» **GIVEN INSTRUCTION**
Please read the biography of Helen Lackaye and state which role she played in her Broadway debut.

Helen Lackaye (January 10, 1883 – October 19, 1940) was an American actress.

Life and career 
Lackaye was born on January 10, 1883, in Washington, D.C. She was the sister of actors Wilton Lackaye and James Lackaye and attended school at Holy Cross Convent in Washington, D. C.

Lackaye debuted on stage in New York City in Ninety and Nine at the Academy of Music, after which she performed with Amelia Bingham's repertory company. She debuted on Broadway portraying Hippolyta in A Midsummer Night's Dream (1903).

She was married to Harry J. Ridings, who managed the Cohan Grand Opera House in Chicago.

Lackaye died on October 19, 1940, on a Baltimore and Ohio train travelling through Pennsylvania to the Jersey City Terminal in Jersey City, New Jersey.

At the time of her death, Lackaye had been living in New York for twelve years and had effectively retired from acting. The previous year she had taught dramatics in Cincinnati, Ohio.

Filmography

In theatre 
 She Walked in Her Sleep (1918)

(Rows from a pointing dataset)
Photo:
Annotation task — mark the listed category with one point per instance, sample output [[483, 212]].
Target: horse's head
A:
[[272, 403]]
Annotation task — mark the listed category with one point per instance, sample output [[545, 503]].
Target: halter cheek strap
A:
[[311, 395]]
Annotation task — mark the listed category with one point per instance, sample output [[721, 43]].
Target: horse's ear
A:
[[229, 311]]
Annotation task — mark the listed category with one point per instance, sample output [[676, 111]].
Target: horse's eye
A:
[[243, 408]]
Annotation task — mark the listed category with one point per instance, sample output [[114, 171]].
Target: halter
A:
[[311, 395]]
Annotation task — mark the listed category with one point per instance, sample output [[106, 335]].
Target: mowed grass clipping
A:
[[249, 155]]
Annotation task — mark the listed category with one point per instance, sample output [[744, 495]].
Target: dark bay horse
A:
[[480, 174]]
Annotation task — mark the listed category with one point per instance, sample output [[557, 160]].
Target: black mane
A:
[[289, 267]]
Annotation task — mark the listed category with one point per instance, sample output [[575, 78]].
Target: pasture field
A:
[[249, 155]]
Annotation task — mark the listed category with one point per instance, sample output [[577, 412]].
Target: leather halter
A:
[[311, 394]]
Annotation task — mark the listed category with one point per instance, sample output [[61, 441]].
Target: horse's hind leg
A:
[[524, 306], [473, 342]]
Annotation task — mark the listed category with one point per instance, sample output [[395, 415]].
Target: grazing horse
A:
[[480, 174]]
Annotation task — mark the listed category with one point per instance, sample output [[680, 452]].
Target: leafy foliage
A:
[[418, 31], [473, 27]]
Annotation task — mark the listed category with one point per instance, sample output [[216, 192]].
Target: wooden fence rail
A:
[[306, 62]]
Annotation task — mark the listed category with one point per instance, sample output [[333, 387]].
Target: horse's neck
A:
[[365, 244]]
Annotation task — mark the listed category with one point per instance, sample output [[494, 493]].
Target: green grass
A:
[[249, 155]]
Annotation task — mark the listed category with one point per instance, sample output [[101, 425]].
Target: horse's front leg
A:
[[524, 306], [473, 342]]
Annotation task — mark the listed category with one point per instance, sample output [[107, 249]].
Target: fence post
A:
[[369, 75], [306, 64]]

» **RESULT FOR THIS EXERCISE**
Hippolyta in A Midsummer Night's Dream (1903).